━━ Bacaan

()

Hukum tanpa Keadilan

20 Maret 2015 06:07
ASAS hukum ialah keadilan, selain kemanfaatan dan kepastian. Namun, di Tanah Air ini, belakangan hukum dan keadilan seperti bertolak belakang. Hukum seperti berjemawa meninggalkan keadilan. Lihat saja kerasnya hukum pada Nenek Asyani dan Yusman Telaumbanua. Nenek Asyani yang berusia 63 tahun telah ditahan 3 bulan akibat tuduhan mencuri kayu. Padahal, kasusnya penuh kejanggalan, termasuk soal kayu yang menurut sang nenek didapat dari lahan sendiri. Baru belakangan ini majelis hakim Pengadilan Negeri (PN) Situbondo mengabulkan penangguhan penahanan setelah kasus sang nenek mencuat dan Bupati Situbondo Dadang Wigiarto menjadi penjaminnya.

━━━━
━━ Bahan yang Diberikan

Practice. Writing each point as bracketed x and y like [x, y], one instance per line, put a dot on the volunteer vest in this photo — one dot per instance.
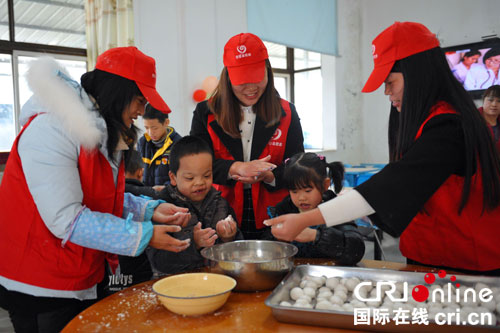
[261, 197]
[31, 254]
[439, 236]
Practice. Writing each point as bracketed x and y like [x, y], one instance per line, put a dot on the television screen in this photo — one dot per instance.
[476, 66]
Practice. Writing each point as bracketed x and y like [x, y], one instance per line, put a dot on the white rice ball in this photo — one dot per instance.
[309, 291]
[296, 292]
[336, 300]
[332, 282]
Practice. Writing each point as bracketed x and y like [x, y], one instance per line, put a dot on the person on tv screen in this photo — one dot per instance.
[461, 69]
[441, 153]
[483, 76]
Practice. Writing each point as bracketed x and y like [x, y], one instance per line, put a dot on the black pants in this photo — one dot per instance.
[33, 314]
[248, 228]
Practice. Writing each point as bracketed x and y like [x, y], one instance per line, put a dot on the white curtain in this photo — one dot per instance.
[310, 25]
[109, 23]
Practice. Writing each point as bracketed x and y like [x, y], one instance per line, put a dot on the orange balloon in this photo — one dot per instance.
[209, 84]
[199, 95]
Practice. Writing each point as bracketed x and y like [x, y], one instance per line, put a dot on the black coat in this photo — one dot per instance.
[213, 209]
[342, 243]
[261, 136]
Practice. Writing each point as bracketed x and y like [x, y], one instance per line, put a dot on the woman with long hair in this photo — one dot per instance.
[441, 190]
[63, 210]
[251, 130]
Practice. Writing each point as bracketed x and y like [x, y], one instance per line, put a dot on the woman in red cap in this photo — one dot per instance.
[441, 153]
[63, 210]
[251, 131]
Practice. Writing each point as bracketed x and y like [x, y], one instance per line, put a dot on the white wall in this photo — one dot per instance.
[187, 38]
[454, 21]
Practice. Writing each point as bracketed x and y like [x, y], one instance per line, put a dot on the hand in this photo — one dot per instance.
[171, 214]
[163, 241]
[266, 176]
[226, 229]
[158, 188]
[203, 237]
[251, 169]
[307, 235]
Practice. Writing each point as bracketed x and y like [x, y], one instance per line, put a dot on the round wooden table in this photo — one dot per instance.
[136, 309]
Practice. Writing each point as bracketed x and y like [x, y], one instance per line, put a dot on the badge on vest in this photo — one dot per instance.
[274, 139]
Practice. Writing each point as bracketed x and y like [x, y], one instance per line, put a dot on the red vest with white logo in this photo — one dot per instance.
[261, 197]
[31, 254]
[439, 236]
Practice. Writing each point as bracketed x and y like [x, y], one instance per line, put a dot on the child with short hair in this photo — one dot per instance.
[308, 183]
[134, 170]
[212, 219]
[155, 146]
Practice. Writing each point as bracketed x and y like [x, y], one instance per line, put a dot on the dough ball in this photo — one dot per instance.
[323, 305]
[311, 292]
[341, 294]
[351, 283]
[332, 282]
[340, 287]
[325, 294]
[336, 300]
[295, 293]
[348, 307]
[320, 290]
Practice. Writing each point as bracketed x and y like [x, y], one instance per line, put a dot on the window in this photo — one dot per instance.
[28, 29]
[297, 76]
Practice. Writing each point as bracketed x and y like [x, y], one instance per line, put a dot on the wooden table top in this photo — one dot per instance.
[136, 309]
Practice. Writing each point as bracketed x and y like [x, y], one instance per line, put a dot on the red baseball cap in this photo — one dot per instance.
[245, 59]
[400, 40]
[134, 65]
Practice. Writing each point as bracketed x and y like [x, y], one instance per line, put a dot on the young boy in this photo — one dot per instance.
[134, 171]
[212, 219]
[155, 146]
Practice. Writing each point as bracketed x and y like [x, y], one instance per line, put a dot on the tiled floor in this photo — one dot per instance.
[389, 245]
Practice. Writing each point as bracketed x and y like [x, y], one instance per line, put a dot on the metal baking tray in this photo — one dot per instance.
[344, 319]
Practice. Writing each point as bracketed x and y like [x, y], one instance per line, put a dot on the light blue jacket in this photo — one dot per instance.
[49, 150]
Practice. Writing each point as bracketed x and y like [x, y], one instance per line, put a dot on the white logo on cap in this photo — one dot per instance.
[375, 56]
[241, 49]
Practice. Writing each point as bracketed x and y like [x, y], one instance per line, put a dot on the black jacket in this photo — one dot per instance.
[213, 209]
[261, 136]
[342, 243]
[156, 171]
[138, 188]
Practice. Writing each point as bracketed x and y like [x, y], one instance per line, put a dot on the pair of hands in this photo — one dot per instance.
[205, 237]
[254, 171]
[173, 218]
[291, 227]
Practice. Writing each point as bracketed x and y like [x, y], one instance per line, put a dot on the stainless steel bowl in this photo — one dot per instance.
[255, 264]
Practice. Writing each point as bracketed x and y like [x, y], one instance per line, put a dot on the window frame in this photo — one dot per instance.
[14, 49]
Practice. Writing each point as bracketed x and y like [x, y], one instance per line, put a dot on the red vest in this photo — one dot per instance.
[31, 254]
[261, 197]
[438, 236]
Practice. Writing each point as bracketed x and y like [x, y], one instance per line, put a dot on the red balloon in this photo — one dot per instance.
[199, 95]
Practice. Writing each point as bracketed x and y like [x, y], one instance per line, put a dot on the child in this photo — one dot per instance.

━━━━

● Soal Tertulis 1
Cetak bagian bacaan tentang hukum dan keadilan tanpa mengubah apa pun, mulai dari kata-kata "20 Maret 2015" dan berhenti setelah kata-kata "Wigiarto menjadi penjaminnya.".
● Soal Tertulis 2
Terjemahkan kalimat dari bacaan tentang hukum dan keadilan ini ke dalam bahasa Inggris: "Nenek Asyani yang berusia 63 tahun telah ditahan 3 bulan akibat tuduhan mencuri kayu."
● Soal Tertulis 3
Teruskan bacaan tentang hukum dan keadilan, dimulai setelah kalimat terakhir yang tercantum.
Baris-baris di atas tidak diperlukan.

● Jawaban 1
20 Maret 2015 06:07
ASAS hukum ialah keadilan, selain kemanfaatan dan kepastian. Namun, di Tanah Air ini, belakangan hukum dan keadilan seperti bertolak belakang. Hukum seperti berjemawa meninggalkan keadilan. Lihat saja kerasnya hukum pada Nenek Asyani dan Yusman Telaumbanua. Nenek Asyani yang berusia 63 tahun telah ditahan 3 bulan akibat tuduhan mencuri kayu. Padahal, kasusnya penuh kejanggalan, termasuk soal kayu yang menurut sang nenek didapat dari lahan sendiri. Baru belakangan ini majelis hakim Pengadilan Negeri (PN) Situbondo mengabulkan penangguhan penahanan setelah kasus sang nenek mencuat dan Bupati Situbondo Dadang Wigiarto menjadi penjaminnya.

● Jawaban 2
Grandma Asyani, who is 63 years old, has been detained for 3 months on an accusation of stealing wood.

● Jawaban 3
Sementara itu, Yusman yang berusia di bawah umur divonis mati oleh hakim PN Gunungsitoli karena dituduh membunuh majikannya pada 2012. Ada tuduhan rekayasa di kasus ini. Salah satunya ialah umur yang dikatrol dari 16 tahun menjadi 21 tahun. Dua kasus itu baru puncak gunung es dari timpangnya hukum bagi kaum bawah di Indonesia. Bagi para pelaku kriminal berkantong tebal, hukum seperti tumpul. Lihat saja terpidana rekening gendut Aiptu Labora Sitorus yang bisa hilang dari LP Sorong dan berbulan-bulan tidak diketahui rimbanya. Para penegak hukum juga berbalik lamban menahan koruptor seperti pada empat tersangka dugaan korupsi proyek percontohan KTP elektronik berbasis nomor induk kependudukan (NIK) pada Ditjen Administrasi Kependudukan. Di 2010 itu, meski surat perintah penyidikan sudah keluar, para tersangka tidak kunjung ditahan hingga setahun kemudian.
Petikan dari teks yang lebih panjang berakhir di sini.